___ Page extract

1.2 Although Dealer will be supplied
with a CD-Rom with price lists for all franchises supported by the
Software, Dealer shall only install or use the Price Lists listed
above onto the Dealers Computer.
2. Updates
2.1 Deep Blue shall use reasonable
endeavors to supply to Dealer updates of the Price List within a
reasonable time of any revision being received by Deep Blue. Deep
Blue shall also use reasonable endeavors to supply a comprehensive
update of the Price Lists on a quarterly basis. However, Deep Blue
shall not be obliged to provide any updates of Price Lists whilst
Dealer is in default of its obligation to pay Quarterly Fees.
2.2 Deep Blue may from time to time
issue a new release of the Software either to improve functionality
(in which case Deep Blue may also reissue a new revised Product
Description) or to correct errors. Dealer shall use, and Dealers
licence extends only to, the then current release of the Software.
3. Fees and Payment
3.1 Dealer shall pay the Quarterly
Fees in advance on a quarterly basis. Dealer shall pay the first
Quarterly Fee on signature of this Agreement and each subsequent
Quarterly Fee within 14days of receipt of Deep Blues invoice.
3.2 The Quarterly Fee may be changed
by Deep Blue on any anniversary of the commencement of this Agreement
by Deep Blue giving Dealer at least 45 days prior notice.
3.3 All sums payable under this Agreement
are expressed exclusive of VAT which shall be paid at the time and
in the manner prescribed by law.
3.4 If Dealer fails to pay the Quarterly
Fee to Deep Blue on or before the due date, then such sum shall
bear interest from the due date until the date on which payment
is made (irrespective of whether the date of payment is before of
after any judgment) at the rate of 4% per annum above National Westminster
Bank Plc base rate from time to time.

______

Aim 1 ->
Add 65 to every coordinate in the answers of the listing, then give its lines again, requests included, starting with the line that contains "Where can the arched gateway" and going on through the end of the listing. Leave the pictures out.

___ Material for this exercise

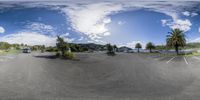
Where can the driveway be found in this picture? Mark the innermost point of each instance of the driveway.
(97, 76)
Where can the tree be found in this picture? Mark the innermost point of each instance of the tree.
(4, 45)
(115, 48)
(42, 48)
(61, 45)
(150, 46)
(176, 39)
(110, 49)
(138, 46)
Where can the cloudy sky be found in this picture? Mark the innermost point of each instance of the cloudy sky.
(121, 22)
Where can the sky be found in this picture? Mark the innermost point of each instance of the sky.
(120, 22)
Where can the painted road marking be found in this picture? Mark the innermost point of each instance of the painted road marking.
(170, 59)
(185, 60)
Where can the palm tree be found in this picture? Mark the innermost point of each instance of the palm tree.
(110, 49)
(138, 46)
(176, 38)
(115, 48)
(150, 46)
(61, 45)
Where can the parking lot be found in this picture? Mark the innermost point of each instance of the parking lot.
(96, 76)
(188, 60)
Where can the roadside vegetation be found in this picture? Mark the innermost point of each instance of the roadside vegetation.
(138, 46)
(111, 49)
(64, 50)
(176, 39)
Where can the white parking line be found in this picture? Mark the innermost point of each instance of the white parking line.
(170, 59)
(185, 60)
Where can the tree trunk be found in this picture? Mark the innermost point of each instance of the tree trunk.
(176, 48)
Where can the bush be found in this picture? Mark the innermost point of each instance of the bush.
(68, 55)
(57, 54)
(110, 53)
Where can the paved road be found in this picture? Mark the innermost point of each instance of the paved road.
(99, 77)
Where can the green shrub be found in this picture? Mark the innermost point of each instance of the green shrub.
(68, 55)
(57, 54)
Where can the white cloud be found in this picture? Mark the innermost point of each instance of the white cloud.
(182, 24)
(194, 14)
(91, 19)
(186, 13)
(132, 44)
(2, 30)
(81, 38)
(121, 22)
(40, 27)
(106, 34)
(30, 38)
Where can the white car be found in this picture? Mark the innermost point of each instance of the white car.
(26, 50)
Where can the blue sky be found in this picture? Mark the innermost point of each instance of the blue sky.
(116, 22)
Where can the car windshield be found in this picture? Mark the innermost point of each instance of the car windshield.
(99, 50)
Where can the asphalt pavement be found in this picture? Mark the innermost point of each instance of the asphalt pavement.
(96, 76)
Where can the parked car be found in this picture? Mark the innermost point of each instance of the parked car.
(26, 50)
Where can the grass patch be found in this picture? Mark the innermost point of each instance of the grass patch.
(6, 52)
(194, 54)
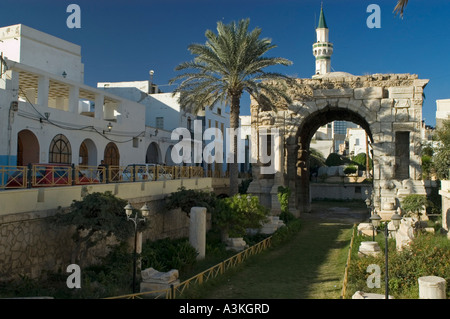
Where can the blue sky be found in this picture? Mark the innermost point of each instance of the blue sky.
(123, 40)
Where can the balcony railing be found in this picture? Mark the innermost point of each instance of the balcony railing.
(51, 175)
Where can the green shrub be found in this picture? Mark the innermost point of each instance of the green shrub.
(243, 186)
(166, 254)
(427, 255)
(335, 159)
(188, 198)
(360, 160)
(350, 169)
(233, 215)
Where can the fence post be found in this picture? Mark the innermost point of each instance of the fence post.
(72, 166)
(29, 175)
(107, 173)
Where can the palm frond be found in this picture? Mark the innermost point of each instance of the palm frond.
(400, 7)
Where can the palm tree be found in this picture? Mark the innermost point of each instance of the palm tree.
(230, 63)
(400, 7)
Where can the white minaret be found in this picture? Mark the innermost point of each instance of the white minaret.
(322, 49)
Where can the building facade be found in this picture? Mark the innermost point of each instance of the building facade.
(48, 115)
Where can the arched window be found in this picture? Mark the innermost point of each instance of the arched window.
(84, 154)
(112, 156)
(60, 150)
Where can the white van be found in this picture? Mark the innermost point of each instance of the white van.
(145, 172)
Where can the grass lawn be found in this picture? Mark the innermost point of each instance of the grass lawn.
(308, 266)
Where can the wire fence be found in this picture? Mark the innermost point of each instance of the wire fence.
(178, 289)
(347, 265)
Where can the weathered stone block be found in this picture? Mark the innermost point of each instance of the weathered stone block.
(402, 103)
(432, 287)
(369, 295)
(368, 93)
(402, 115)
(385, 115)
(369, 248)
(321, 103)
(401, 92)
(373, 105)
(387, 103)
(343, 103)
(354, 105)
(330, 93)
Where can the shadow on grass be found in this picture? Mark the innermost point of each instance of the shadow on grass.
(308, 266)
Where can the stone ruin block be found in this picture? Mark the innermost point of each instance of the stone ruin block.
(368, 295)
(369, 248)
(272, 225)
(365, 229)
(237, 244)
(153, 280)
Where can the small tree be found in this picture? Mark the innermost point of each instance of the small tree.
(414, 205)
(283, 197)
(441, 158)
(185, 199)
(95, 217)
(233, 215)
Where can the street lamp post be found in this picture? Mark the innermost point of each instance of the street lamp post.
(136, 220)
(376, 219)
(369, 204)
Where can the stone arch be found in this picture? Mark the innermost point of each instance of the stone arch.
(153, 155)
(168, 158)
(60, 150)
(303, 135)
(88, 153)
(111, 154)
(27, 148)
(387, 106)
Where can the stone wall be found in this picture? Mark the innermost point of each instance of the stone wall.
(343, 191)
(445, 194)
(387, 106)
(30, 245)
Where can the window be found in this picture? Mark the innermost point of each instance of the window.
(112, 156)
(160, 122)
(60, 150)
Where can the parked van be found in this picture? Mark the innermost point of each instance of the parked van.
(145, 172)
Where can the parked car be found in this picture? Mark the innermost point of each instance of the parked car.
(145, 172)
(44, 175)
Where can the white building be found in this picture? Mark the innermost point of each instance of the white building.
(442, 111)
(47, 114)
(164, 113)
(357, 141)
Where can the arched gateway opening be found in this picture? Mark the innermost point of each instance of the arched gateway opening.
(387, 106)
(304, 136)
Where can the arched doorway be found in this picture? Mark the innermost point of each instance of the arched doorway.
(304, 135)
(387, 106)
(60, 150)
(153, 154)
(88, 153)
(168, 158)
(27, 148)
(112, 155)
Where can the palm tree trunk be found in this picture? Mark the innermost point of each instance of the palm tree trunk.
(234, 124)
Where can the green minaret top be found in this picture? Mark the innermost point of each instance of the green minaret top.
(322, 22)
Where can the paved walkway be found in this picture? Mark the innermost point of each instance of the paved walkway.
(310, 266)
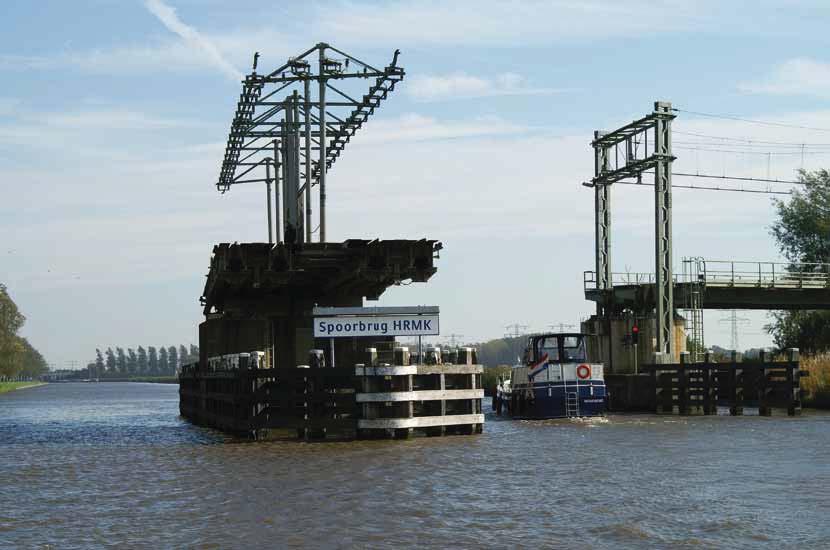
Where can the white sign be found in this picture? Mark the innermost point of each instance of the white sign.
(376, 325)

______

Aim 2 ->
Extract from the licence agreement excerpt, word for word, the passage starting with "3.3 All sums" and going on through "time to time.".

Task answer 1 ->
Where can the arched gateway opening be found in this picture? Mark the innermost point of each instance of the arched gateway opening.
(452, 171)
(369, 201)
Where can the arched doorway be found in this picture? Mark the innermost point of each instance of the arched doorway.
(369, 200)
(452, 171)
(125, 215)
(218, 219)
(153, 218)
(233, 223)
(92, 213)
(177, 220)
Where can the palm tree trunk be found in this picture? Mark the innermost point of each instance of the palm tree trunk.
(299, 189)
Where can the green minaret top be found in this picture? Mark the innermost point of each instance of the green minaret top.
(387, 87)
Where can the paved walkway be found in this picture? Mark the innermost point of each instance of the paved walkway.
(375, 331)
Where can the white sign be found in this picture? Mark the innermost point of each instance of the white sign.
(441, 390)

Task answer 2 ->
3.3 All sums payable under this Agreement
are expressed exclusive of VAT which shall be paid at the time and
in the manner prescribed by law.
3.4 If Dealer fails to pay the Quarterly
Fee to Deep Blue on or before the due date, then such sum shall
bear interest from the due date until the date on which payment
is made (irrespective of whether the date of payment is before of
after any judgment) at the rate of 4% per annum above National Westminster
Bank Plc base rate from time to time.